Exercise aim: Set down, please, exactly the lines below that run from the line with "compact form (339,370)." to the line with "compact form (497,107).", both lines included.

Provided data:
%%
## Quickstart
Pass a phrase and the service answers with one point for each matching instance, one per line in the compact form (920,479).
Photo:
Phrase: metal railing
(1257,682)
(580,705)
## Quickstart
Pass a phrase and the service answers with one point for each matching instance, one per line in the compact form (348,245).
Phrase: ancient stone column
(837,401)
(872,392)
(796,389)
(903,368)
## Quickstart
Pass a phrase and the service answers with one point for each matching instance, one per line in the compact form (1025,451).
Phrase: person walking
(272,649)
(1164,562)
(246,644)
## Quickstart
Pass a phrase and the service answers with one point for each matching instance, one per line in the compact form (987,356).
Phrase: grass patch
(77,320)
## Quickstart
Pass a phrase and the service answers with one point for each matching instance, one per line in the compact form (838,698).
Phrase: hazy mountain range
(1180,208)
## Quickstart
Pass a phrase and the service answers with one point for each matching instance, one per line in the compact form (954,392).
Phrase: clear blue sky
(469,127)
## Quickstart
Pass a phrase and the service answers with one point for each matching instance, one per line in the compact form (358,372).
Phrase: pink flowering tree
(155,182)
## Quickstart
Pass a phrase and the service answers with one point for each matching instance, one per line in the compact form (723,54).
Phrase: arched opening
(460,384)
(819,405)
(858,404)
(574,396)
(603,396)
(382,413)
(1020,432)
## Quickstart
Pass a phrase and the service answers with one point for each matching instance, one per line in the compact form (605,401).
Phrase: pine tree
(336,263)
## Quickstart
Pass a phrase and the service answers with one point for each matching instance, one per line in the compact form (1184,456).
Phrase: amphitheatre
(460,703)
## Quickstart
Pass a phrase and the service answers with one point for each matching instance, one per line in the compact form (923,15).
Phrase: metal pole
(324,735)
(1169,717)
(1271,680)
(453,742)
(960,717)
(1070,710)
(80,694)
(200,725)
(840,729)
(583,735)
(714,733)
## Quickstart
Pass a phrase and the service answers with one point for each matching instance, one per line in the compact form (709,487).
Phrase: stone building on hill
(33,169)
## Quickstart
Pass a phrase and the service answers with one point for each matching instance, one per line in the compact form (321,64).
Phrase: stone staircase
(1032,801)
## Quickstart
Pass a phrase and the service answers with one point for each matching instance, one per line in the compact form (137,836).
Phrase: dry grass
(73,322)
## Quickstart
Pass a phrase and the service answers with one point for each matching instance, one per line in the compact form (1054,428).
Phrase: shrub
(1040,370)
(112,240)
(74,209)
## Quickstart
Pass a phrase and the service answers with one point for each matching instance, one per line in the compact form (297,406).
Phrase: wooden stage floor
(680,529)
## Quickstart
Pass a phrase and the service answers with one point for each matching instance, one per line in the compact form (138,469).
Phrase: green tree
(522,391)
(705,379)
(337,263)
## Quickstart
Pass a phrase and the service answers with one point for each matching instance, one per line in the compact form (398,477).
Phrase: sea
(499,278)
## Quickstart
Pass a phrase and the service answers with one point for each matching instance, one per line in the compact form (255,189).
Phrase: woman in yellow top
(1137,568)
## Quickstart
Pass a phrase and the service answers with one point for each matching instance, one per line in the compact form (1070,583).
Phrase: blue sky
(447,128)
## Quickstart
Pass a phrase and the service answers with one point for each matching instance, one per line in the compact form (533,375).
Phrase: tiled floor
%%
%%
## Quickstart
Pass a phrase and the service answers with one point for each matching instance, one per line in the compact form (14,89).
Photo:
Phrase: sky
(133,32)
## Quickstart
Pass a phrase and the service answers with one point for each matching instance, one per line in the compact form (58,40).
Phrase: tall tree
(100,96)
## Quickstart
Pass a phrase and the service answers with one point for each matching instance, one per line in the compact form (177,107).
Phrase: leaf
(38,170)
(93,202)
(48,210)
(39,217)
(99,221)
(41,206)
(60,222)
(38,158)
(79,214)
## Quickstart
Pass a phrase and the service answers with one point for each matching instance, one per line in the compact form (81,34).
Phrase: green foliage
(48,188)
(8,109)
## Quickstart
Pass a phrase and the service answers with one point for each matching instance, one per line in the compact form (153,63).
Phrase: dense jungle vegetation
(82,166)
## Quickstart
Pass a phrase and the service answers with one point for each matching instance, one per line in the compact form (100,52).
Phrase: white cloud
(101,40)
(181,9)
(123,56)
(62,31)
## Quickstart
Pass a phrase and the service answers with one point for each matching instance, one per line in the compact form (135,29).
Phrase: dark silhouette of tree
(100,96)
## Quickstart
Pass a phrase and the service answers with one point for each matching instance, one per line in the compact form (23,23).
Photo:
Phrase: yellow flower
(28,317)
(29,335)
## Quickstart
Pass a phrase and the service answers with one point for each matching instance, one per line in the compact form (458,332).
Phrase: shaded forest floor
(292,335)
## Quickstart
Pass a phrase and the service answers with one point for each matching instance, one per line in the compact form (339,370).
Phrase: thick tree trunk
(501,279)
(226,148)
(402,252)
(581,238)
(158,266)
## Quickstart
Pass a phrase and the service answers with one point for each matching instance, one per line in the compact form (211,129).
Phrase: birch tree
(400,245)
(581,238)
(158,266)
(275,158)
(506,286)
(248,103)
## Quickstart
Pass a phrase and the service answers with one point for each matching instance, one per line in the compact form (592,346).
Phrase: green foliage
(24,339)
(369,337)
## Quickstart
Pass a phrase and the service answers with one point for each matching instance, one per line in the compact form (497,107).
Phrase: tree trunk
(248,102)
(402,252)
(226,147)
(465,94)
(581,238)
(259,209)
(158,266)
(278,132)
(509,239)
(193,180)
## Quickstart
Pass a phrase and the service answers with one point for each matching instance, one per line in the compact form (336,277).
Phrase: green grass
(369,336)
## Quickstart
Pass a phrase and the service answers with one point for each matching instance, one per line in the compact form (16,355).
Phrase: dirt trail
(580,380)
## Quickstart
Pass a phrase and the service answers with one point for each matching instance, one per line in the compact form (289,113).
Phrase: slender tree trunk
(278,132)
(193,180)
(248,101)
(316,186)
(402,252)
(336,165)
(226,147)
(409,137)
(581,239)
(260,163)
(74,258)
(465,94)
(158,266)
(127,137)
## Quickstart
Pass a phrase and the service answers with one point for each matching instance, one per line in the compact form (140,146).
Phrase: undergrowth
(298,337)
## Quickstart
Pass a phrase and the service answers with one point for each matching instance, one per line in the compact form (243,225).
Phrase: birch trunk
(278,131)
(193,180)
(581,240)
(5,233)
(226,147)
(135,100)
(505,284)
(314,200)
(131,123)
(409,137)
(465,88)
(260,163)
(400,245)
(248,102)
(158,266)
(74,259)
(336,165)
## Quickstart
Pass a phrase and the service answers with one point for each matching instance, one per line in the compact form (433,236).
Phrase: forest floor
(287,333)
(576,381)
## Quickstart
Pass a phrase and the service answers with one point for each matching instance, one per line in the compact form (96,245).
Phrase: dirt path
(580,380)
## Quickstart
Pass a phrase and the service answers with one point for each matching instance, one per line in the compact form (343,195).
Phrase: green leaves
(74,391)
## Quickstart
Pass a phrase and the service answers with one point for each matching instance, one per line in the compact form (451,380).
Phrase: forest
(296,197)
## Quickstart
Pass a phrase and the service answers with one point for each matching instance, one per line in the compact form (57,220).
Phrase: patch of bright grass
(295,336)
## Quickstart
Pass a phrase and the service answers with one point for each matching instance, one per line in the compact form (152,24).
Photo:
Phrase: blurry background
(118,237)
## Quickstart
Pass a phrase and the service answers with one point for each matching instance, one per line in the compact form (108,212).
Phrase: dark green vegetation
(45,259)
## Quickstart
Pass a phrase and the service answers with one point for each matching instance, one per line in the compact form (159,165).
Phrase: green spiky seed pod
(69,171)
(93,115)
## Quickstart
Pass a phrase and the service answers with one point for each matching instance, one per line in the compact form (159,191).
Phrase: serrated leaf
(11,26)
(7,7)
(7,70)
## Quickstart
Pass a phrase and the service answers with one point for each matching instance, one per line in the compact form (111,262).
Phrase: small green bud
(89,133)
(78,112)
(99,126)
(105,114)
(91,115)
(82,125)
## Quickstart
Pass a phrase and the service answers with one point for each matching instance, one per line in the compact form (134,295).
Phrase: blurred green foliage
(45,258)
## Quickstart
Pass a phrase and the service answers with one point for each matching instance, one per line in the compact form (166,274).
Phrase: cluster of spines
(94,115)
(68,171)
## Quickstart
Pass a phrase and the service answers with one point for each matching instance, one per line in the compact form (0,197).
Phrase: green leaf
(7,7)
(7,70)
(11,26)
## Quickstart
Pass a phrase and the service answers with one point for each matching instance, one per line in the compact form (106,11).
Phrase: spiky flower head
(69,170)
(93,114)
%%
Answer box:
Pass a phrase and the service answers with one point for each matching instance, one per line in the compact form (339,370).
Phrase: thick tree trunk
(501,279)
(226,148)
(402,252)
(581,238)
(158,266)
## Quickstart
Pass a phrase and the service answers with one point for each matching instance, one per line in the compact form (211,129).
Phrase: birch tree
(400,245)
(581,238)
(158,266)
(275,158)
(506,286)
(248,103)
## Quickstart
Pass a phrase and the service answers with one point for each matching instance, one per line in the compact form (592,346).
Phrase: green foliage
(24,339)
(369,337)
## Quickstart
Pass a phrase and the service answers with one point for each matching instance, one per line in the compact form (497,107).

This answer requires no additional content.